Reproduce the lines below from the one that contains "Note: the class marks the bare soil" through the end, inclusive, and add nothing.

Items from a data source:
= = = =
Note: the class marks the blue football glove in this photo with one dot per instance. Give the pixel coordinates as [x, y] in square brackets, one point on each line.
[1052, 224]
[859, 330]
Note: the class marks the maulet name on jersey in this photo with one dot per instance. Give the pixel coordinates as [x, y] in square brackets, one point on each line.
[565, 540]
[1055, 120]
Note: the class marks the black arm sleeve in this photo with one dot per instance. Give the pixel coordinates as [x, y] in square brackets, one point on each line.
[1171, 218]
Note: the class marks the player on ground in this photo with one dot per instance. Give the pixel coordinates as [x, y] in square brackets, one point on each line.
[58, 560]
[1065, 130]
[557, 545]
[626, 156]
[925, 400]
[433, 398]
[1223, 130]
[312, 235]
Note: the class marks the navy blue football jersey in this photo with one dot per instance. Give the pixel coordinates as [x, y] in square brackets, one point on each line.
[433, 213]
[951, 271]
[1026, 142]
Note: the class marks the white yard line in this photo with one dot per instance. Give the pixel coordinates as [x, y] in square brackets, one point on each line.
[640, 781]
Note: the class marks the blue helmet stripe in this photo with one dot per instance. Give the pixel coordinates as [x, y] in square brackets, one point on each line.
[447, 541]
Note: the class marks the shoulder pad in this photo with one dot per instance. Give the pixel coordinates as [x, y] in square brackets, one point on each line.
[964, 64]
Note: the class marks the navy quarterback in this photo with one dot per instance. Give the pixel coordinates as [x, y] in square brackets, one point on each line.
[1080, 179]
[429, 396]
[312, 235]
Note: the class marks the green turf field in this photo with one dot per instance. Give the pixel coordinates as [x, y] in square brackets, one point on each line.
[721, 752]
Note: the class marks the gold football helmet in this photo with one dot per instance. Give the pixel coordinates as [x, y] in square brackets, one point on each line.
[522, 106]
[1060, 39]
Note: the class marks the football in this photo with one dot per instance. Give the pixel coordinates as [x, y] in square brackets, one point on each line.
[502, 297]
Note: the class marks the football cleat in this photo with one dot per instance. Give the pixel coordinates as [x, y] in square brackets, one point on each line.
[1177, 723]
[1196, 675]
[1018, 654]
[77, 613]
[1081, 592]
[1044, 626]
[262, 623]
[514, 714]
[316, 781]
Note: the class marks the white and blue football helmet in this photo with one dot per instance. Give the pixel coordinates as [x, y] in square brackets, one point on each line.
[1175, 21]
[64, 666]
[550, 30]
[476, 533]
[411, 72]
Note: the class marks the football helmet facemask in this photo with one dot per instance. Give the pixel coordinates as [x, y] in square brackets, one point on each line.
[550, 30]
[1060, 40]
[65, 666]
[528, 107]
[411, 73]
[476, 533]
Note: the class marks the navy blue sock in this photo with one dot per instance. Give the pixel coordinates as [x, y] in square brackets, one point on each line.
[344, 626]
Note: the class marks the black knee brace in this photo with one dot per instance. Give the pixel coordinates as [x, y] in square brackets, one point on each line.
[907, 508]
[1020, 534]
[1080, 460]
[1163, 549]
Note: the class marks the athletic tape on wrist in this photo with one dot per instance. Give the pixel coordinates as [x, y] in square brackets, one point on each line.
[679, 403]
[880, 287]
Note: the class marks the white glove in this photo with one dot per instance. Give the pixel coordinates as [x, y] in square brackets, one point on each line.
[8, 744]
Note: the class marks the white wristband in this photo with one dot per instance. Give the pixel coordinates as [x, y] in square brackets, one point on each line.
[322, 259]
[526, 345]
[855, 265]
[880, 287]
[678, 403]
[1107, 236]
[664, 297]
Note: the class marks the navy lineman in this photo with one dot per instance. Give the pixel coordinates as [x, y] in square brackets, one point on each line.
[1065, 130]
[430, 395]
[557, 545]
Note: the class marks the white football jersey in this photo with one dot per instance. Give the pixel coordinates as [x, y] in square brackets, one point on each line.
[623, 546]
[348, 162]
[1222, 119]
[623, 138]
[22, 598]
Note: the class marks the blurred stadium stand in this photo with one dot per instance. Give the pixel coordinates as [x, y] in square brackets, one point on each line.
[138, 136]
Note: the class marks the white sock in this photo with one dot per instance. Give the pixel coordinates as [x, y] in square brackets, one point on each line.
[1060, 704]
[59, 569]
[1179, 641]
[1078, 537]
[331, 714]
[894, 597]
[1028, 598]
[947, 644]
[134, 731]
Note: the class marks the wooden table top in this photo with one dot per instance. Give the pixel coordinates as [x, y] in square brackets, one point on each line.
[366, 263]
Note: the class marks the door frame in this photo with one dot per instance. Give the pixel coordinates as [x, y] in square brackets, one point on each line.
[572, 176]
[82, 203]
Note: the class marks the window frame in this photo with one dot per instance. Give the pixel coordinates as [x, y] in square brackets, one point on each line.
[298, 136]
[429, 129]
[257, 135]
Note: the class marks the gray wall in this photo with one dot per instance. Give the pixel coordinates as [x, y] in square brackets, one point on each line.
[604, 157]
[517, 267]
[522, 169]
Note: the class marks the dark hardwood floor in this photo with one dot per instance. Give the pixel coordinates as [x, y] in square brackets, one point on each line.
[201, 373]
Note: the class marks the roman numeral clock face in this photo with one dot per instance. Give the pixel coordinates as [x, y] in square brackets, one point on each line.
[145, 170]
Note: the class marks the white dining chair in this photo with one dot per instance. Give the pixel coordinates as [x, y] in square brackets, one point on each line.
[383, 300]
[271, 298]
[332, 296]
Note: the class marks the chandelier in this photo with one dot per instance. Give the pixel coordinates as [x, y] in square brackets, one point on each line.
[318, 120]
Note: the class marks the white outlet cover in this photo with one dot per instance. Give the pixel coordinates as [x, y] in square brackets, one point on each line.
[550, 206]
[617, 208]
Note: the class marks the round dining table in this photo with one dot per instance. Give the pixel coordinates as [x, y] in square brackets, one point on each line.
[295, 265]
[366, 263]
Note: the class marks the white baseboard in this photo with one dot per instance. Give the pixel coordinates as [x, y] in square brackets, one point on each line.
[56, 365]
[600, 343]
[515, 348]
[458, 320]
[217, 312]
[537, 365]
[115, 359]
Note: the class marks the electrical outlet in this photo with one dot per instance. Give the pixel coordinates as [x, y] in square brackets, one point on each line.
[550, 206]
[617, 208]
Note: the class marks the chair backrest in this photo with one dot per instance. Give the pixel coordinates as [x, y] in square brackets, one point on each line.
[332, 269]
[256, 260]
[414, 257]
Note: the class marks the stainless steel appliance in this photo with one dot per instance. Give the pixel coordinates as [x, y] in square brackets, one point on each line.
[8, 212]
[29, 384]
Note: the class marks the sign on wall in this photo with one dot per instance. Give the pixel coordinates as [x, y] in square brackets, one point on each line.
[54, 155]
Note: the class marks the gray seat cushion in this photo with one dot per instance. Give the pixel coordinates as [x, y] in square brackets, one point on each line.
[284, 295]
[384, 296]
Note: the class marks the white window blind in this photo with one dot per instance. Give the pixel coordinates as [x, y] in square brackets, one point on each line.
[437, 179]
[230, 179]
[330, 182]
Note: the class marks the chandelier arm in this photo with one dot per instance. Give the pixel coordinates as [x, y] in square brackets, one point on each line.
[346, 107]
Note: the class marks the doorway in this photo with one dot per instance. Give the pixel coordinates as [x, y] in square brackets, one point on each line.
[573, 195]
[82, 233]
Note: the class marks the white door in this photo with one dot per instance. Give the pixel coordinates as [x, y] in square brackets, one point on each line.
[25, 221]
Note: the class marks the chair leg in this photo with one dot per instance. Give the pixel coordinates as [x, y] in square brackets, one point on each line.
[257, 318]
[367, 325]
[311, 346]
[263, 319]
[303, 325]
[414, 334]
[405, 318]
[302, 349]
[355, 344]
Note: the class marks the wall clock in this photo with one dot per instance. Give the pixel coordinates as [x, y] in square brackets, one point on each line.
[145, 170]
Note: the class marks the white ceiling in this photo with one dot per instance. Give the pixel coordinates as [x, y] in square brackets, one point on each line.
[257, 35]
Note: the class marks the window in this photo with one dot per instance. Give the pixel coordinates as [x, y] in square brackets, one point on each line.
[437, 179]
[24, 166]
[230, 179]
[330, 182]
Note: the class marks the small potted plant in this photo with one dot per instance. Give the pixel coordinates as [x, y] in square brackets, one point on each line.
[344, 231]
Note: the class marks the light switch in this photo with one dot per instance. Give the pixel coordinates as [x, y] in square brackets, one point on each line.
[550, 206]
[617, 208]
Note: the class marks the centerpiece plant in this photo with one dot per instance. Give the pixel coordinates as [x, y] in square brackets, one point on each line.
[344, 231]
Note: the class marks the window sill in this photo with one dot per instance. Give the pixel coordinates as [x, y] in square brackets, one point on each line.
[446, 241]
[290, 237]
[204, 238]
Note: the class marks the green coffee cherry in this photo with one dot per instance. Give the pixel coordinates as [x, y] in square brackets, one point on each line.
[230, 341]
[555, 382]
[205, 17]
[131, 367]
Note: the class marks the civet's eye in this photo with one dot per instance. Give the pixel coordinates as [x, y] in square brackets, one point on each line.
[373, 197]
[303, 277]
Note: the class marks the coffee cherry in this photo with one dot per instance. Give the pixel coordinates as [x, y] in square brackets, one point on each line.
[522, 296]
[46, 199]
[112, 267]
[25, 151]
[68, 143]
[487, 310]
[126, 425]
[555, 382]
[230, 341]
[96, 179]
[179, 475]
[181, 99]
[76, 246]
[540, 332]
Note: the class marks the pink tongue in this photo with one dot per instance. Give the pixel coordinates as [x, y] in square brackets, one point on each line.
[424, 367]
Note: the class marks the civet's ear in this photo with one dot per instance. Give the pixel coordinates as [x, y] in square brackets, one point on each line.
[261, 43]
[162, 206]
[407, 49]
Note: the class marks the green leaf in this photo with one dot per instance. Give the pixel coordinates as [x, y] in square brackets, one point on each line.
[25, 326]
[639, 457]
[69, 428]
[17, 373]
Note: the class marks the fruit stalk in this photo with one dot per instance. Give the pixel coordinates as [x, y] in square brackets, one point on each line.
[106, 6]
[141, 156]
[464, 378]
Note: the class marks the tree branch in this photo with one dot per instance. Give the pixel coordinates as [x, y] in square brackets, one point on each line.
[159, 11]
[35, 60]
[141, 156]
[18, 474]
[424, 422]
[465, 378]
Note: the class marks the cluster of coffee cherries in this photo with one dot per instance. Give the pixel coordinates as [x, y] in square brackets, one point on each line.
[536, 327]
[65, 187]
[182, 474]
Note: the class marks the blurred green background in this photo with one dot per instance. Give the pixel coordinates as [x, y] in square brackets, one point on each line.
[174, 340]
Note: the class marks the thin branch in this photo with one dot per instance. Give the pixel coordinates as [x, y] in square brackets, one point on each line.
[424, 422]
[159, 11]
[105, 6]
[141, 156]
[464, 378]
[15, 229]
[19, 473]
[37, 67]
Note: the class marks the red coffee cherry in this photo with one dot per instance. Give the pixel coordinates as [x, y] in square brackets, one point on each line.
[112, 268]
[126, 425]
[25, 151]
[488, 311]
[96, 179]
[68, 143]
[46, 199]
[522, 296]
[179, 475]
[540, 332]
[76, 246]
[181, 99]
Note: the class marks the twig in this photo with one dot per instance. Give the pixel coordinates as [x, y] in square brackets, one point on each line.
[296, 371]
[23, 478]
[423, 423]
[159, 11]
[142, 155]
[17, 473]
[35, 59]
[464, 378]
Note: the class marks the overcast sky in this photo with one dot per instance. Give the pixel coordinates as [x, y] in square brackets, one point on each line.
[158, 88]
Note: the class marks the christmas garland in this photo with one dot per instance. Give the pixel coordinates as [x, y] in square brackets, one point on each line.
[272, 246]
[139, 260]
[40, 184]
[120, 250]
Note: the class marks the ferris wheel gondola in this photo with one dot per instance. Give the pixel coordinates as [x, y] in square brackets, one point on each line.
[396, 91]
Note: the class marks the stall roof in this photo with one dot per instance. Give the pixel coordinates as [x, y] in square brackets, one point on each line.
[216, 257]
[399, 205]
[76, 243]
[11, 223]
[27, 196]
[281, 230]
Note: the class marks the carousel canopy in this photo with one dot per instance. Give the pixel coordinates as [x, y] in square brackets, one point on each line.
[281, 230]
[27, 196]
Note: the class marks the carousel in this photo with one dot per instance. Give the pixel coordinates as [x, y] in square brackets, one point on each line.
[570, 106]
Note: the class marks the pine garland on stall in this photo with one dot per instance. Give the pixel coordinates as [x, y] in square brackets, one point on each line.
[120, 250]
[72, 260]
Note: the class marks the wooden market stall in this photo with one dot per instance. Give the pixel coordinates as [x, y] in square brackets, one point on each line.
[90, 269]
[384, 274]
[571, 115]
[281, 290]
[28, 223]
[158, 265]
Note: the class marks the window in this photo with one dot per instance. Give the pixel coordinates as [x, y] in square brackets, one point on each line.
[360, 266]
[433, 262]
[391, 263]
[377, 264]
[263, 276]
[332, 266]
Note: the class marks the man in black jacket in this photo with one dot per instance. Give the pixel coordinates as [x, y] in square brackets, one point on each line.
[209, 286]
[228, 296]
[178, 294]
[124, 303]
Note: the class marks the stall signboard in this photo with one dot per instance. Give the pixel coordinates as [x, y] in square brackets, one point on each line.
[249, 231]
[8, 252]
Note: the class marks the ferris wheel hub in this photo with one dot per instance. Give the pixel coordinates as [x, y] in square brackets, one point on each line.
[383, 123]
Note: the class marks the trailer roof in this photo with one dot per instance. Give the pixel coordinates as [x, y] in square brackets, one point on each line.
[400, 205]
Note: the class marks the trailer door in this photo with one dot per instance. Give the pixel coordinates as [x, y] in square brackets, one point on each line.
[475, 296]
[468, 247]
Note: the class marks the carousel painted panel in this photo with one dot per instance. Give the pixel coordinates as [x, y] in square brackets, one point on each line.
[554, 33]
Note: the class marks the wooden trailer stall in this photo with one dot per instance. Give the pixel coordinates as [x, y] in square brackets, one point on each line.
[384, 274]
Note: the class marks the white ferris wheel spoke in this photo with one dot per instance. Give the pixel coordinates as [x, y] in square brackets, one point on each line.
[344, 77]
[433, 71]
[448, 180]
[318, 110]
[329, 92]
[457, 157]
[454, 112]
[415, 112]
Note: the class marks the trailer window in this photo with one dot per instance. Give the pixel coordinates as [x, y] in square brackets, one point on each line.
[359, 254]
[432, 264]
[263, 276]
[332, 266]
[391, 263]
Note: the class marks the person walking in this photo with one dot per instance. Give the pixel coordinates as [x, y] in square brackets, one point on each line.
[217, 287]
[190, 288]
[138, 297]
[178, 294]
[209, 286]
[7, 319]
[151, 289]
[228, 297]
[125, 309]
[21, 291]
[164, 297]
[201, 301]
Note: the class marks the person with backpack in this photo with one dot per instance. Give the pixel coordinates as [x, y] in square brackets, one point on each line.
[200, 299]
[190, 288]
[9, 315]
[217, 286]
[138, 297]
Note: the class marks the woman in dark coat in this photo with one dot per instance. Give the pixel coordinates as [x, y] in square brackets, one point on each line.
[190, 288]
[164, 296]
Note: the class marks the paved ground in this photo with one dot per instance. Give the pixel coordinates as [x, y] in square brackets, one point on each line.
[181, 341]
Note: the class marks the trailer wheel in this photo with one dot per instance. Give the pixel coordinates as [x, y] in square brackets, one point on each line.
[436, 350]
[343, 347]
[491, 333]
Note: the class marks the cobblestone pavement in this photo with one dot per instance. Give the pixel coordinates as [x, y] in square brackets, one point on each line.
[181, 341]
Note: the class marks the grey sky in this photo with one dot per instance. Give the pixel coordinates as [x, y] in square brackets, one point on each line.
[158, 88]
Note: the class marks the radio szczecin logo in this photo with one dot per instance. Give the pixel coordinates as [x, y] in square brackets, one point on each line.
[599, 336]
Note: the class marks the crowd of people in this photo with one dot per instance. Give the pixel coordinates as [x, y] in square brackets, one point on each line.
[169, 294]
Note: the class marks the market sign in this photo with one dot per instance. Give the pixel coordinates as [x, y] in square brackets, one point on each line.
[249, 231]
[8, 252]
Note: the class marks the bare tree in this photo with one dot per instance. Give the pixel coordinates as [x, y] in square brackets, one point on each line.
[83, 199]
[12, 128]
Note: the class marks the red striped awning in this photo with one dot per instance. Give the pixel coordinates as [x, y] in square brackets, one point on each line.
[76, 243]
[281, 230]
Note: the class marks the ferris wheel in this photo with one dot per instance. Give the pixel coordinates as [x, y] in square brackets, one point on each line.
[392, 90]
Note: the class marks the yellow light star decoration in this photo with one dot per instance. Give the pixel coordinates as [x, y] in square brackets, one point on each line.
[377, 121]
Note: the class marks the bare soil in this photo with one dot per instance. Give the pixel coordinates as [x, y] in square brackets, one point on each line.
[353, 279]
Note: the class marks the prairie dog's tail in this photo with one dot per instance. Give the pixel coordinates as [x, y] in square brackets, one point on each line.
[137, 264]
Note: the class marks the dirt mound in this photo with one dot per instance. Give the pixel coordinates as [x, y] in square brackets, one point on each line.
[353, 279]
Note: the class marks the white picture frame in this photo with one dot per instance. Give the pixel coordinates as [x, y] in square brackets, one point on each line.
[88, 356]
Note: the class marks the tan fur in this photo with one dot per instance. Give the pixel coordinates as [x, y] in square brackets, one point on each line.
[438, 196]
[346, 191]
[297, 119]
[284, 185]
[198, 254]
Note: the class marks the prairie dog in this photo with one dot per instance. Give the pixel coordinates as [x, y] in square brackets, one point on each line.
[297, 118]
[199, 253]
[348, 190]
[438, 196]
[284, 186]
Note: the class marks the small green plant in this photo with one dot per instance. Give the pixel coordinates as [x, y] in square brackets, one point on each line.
= = = =
- **ANSWER TO THIS TASK**
Note: the class marks the bare soil in this photo with one dot per instance. Give the pixel coordinates as [x, y] in square brackets, one point on each line.
[353, 279]
Note: the class marks the prairie dog's tail in this photo with one dot per instance. Give the pixel coordinates as [x, y] in square brackets, one point on each line.
[137, 264]
Note: the class marks the dirt mound in this photo with one dot per instance. Give the pixel coordinates as [x, y] in square brackets, one point on each line.
[353, 279]
Note: the class marks the white picture frame in this photo with one dot per instance. Give the pixel coordinates as [x, y] in square brackets, one point on each line.
[88, 356]
Note: the class marks the tan fur in this photo with one dot per instance. Give the pixel coordinates as [x, y] in square brackets, one point on each line.
[438, 196]
[346, 191]
[297, 119]
[284, 185]
[198, 254]
Note: the class marks the prairie dog in this photo with one dot per instance. Give the pixel coordinates as [x, y] in square brackets, one point on each line.
[297, 118]
[199, 253]
[348, 190]
[438, 196]
[284, 186]
Note: the class marks the small green plant in this photo with one dot per instance. Give the pixel coordinates as [x, y] in square brackets, one point on each line.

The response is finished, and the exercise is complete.